Start of GIVEN RECORDS

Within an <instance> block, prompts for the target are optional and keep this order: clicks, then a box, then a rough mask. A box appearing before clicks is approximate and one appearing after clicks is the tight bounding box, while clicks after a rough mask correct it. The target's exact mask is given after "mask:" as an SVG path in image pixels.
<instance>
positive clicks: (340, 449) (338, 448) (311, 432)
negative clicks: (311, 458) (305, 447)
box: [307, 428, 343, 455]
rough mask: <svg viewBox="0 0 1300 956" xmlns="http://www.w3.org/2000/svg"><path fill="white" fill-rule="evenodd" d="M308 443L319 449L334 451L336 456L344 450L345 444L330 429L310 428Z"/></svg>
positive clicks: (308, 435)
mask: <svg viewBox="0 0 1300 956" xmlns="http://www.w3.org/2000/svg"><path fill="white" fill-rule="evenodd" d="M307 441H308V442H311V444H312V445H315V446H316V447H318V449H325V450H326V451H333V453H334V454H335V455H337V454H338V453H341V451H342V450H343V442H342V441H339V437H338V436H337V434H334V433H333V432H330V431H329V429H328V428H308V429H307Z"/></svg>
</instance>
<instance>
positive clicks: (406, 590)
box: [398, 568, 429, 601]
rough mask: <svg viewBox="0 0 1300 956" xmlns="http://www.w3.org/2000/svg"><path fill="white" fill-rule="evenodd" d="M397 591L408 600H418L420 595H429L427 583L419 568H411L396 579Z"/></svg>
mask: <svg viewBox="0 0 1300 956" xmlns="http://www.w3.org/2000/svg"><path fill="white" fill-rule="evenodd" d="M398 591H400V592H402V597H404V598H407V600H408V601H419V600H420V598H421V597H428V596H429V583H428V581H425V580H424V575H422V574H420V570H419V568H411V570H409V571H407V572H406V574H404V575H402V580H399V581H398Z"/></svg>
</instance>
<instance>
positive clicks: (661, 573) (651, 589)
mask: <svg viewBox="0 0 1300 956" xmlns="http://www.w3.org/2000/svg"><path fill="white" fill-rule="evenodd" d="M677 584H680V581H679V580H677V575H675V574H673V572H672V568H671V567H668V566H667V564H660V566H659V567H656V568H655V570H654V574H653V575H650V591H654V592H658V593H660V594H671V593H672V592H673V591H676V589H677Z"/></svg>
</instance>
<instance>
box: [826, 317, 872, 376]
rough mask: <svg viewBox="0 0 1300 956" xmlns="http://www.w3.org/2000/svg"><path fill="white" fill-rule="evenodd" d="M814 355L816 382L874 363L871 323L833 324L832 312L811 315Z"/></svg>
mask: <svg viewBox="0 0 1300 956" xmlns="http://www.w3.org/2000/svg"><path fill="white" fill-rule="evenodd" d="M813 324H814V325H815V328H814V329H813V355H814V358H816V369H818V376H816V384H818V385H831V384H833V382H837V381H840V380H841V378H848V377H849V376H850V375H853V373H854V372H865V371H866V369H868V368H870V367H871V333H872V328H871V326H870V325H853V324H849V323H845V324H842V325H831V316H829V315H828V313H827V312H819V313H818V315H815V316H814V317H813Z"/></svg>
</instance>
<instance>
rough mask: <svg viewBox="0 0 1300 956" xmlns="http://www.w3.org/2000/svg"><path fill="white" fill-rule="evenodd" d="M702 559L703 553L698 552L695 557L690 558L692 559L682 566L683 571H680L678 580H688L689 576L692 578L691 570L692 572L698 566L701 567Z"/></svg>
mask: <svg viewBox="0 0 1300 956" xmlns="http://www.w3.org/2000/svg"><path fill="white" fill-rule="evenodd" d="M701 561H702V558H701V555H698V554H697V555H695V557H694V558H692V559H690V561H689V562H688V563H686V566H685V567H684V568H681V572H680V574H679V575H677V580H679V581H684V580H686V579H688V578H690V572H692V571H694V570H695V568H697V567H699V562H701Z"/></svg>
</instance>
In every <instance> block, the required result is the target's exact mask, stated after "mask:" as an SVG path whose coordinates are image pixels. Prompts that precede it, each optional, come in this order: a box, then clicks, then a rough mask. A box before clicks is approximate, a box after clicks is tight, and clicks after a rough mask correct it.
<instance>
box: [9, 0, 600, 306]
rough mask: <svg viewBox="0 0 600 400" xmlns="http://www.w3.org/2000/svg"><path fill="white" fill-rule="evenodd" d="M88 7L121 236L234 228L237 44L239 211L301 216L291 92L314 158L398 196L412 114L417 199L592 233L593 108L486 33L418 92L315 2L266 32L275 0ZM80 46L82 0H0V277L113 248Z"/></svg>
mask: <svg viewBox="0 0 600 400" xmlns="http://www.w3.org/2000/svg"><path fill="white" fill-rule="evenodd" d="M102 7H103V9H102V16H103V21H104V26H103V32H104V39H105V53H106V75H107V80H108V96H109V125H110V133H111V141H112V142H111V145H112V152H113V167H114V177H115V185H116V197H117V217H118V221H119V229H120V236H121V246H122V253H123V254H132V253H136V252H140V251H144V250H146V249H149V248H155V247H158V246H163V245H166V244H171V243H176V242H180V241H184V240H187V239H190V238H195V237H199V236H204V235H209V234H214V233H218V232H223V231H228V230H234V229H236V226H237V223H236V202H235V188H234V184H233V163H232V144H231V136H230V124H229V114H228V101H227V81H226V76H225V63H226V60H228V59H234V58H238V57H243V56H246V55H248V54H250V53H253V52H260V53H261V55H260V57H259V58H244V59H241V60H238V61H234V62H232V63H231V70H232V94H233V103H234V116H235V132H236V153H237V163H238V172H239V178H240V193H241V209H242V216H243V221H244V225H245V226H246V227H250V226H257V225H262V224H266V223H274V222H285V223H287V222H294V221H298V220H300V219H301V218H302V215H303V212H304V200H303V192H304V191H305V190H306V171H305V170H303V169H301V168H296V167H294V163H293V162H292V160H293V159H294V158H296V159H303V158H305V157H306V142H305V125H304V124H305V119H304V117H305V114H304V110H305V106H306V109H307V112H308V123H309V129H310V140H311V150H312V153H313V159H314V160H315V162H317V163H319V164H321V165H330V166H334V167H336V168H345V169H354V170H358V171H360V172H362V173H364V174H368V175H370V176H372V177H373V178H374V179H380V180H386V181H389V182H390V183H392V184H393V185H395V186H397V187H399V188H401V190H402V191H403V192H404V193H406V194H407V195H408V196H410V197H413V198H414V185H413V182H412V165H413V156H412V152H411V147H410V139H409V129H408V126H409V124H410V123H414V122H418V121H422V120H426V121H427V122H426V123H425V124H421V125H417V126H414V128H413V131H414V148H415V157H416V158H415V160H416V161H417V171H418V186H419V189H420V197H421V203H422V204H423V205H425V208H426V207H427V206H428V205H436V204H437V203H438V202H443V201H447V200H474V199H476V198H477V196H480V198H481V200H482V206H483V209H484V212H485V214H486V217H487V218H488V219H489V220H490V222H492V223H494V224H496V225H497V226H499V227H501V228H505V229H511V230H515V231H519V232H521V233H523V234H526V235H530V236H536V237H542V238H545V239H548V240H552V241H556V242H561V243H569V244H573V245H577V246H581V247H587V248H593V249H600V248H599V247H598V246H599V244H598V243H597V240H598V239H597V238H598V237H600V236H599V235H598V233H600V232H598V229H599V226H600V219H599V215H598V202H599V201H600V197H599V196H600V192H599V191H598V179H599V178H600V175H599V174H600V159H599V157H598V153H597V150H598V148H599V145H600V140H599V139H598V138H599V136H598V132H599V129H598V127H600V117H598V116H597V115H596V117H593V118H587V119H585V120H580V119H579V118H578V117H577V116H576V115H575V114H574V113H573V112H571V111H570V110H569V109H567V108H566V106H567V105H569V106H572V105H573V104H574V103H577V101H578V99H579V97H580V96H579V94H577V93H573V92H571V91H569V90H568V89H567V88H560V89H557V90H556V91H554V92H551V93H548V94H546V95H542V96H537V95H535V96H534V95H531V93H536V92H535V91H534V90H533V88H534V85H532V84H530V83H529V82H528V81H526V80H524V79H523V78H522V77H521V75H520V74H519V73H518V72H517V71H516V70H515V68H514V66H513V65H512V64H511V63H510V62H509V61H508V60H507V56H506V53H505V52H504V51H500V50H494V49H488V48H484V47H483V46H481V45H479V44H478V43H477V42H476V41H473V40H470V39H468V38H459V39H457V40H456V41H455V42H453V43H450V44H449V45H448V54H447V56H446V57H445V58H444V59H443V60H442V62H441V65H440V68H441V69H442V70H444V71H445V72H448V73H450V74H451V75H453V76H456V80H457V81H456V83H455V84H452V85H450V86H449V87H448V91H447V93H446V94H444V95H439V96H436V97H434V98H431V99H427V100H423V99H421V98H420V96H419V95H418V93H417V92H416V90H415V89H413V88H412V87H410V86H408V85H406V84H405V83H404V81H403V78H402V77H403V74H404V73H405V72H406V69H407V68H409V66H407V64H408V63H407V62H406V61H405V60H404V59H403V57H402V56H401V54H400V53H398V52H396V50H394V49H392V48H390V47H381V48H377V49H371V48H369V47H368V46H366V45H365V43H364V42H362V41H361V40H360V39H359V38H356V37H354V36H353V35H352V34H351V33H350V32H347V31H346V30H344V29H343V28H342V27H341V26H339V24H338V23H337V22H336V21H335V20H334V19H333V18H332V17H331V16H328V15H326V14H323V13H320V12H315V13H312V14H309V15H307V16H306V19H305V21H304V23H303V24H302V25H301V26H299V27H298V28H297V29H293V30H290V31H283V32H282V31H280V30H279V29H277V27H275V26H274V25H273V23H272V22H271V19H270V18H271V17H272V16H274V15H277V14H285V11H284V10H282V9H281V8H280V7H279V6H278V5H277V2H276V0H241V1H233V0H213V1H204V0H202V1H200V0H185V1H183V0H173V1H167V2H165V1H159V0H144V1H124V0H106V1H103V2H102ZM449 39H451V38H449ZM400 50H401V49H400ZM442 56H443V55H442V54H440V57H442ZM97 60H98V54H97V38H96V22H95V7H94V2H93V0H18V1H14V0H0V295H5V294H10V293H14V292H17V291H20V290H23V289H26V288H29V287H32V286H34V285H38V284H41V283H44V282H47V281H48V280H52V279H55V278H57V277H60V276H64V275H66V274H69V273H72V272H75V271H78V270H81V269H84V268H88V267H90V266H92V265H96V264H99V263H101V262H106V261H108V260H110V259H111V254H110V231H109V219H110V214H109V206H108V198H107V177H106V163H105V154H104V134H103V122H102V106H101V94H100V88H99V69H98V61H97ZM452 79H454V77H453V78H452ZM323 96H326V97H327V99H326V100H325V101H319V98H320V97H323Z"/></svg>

End of GIVEN RECORDS

Using the material above, quote the first line and each line after it, stopping at and including the line that holds "443L319 449L334 451L336".

Within an <instance> block, prompts for the target are optional and keep this order: clicks, then a box, then a rough mask. A box appearing before clicks is approximate and one appearing after clicks is the tight bounding box, while clicks after a rough mask correct it. The target's exact mask is given after "mask:" as an SVG path in image pixels.
<instance>
positive clicks: (340, 449) (338, 448) (311, 432)
negative clicks: (311, 458) (305, 447)
box: [307, 428, 343, 455]
rough mask: <svg viewBox="0 0 1300 956" xmlns="http://www.w3.org/2000/svg"><path fill="white" fill-rule="evenodd" d="M308 443L319 449L334 451L336 456L344 450L345 444L330 429L310 428Z"/></svg>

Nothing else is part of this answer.